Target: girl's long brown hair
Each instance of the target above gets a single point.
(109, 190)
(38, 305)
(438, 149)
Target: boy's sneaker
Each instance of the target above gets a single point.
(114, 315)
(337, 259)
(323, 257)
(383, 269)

--

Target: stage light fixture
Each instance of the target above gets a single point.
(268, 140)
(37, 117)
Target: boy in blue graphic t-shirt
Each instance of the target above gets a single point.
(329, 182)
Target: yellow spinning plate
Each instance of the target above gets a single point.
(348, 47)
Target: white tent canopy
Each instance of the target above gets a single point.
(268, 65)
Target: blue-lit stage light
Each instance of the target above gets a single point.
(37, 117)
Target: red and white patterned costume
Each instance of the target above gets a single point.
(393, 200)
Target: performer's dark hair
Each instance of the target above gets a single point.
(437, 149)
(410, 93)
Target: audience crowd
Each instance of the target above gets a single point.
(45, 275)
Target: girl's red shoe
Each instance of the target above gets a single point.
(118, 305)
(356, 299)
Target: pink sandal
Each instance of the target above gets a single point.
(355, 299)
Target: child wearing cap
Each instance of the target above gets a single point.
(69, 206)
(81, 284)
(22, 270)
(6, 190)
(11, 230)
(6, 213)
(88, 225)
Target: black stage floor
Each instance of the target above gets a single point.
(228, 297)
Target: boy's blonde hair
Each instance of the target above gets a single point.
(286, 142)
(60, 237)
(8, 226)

To be done. Pull out every line of the listing above that contains the string "white", treating uppercase and lowercase letters as different.

Answer for the task.
Target: white tent canopy
Target: red and white patterned costume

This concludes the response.